## REQUIREMENTS
Retype the part of the D10-300 software update thread below from "# D10-300 software" up to and including "of the day?".
━━━ SOURCE PASSAGE ━━━
# D10-300 software update



## CHaynes112 (Dec 2, 2009)

I have an older D10-300 unit with software version 0x1153 on it. Is there a way to force the newest version (I think it's 0x1191)? I have tried the 02468 method after a reset a few times without any lick. Does that only work with HD units? Does it have to be done at a certain time of the day?

-Thanks


----------



## cheesedjdj (Jan 21, 2010)

02468 is supposed to work but my boxes have always gotten stuck at 97% whenever I try a download. Also for some reason directv has had older software in the stream for a while now so I wouldn't try and download anything anyways.


----------



## matt (Jan 12, 2010)

At the time of this post, 0x1009 is what it available to download.

http://www.redh.com/dtv/


----------



## CHaynes112 (Dec 2, 2009)

Then why is it staying at 0x01153?


----------



## matt (Jan 12, 2010)

It won't automatically download an older version of software 

Your IRD has a later version that what is _currently_ available for download.


----------



## BattleZone (Nov 13, 2007)
━━━ DATA EXTRACT ━━━
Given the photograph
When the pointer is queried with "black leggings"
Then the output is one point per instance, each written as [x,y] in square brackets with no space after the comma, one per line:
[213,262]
━━━
## THE COMPLETED TASK
# D10-300 software update



## CHaynes112 (Dec 2, 2009)

I have an older D10-300 unit with software version 0x1153 on it. Is there a way to force the newest version (I think it's 0x1191)? I have tried the 02468 method after a reset a few times without any lick. Does that only work with HD units? Does it have to be done at a certain time of the day?